Records from a collection

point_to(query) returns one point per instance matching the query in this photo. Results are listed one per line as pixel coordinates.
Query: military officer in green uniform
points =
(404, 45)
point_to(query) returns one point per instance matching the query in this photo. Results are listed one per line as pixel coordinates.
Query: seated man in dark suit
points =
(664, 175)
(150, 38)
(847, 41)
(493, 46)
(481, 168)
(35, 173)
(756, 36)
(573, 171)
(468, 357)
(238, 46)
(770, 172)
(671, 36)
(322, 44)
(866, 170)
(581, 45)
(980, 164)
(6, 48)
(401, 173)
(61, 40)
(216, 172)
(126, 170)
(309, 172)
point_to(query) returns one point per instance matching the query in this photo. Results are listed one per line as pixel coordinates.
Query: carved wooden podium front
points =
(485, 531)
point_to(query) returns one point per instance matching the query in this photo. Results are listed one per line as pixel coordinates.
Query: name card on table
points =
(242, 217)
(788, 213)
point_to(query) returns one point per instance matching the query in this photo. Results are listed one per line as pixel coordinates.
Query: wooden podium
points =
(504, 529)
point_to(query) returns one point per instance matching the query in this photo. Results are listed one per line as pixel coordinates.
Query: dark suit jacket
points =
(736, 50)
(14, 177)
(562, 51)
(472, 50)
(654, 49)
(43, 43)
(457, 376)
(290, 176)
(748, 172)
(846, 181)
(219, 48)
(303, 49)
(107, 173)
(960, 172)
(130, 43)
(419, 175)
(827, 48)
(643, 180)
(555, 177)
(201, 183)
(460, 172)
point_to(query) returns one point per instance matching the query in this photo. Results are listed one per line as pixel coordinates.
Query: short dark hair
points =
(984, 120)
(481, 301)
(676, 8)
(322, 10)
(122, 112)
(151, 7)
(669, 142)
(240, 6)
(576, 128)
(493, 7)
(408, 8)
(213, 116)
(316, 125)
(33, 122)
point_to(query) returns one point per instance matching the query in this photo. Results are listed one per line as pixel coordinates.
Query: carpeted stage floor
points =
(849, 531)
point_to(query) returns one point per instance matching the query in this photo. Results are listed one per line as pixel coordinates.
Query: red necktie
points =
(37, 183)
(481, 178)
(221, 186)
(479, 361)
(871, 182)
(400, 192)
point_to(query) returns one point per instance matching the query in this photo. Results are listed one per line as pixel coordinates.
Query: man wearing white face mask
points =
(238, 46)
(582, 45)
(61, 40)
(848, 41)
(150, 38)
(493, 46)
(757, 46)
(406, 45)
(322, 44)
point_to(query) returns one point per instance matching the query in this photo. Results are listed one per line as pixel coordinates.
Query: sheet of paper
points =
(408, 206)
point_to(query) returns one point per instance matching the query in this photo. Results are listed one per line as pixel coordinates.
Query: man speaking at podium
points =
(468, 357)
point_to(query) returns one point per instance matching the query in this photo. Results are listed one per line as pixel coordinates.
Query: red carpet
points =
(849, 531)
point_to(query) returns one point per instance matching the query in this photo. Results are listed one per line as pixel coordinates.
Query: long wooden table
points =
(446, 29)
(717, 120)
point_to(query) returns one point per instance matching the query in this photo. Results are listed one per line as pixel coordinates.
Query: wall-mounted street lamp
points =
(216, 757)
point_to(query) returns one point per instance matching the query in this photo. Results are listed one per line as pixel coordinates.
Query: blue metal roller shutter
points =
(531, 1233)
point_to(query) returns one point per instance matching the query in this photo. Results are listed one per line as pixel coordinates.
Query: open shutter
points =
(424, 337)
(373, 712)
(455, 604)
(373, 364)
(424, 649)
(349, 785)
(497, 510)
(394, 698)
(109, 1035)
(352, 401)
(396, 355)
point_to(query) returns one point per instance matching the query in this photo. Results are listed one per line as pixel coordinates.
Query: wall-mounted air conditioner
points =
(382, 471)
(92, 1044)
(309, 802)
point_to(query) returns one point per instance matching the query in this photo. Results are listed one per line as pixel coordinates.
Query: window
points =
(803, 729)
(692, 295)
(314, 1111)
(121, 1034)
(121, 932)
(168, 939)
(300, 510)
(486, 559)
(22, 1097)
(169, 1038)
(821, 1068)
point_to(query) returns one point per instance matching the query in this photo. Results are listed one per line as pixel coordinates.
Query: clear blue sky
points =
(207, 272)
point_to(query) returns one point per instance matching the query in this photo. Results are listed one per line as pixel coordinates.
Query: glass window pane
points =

- [Your goal]
Filter the data above, keeping only lines that include the string "wooden".

- [Exercise output]
Query: carved wooden podium front
Query: wooden podium
Query: long wooden table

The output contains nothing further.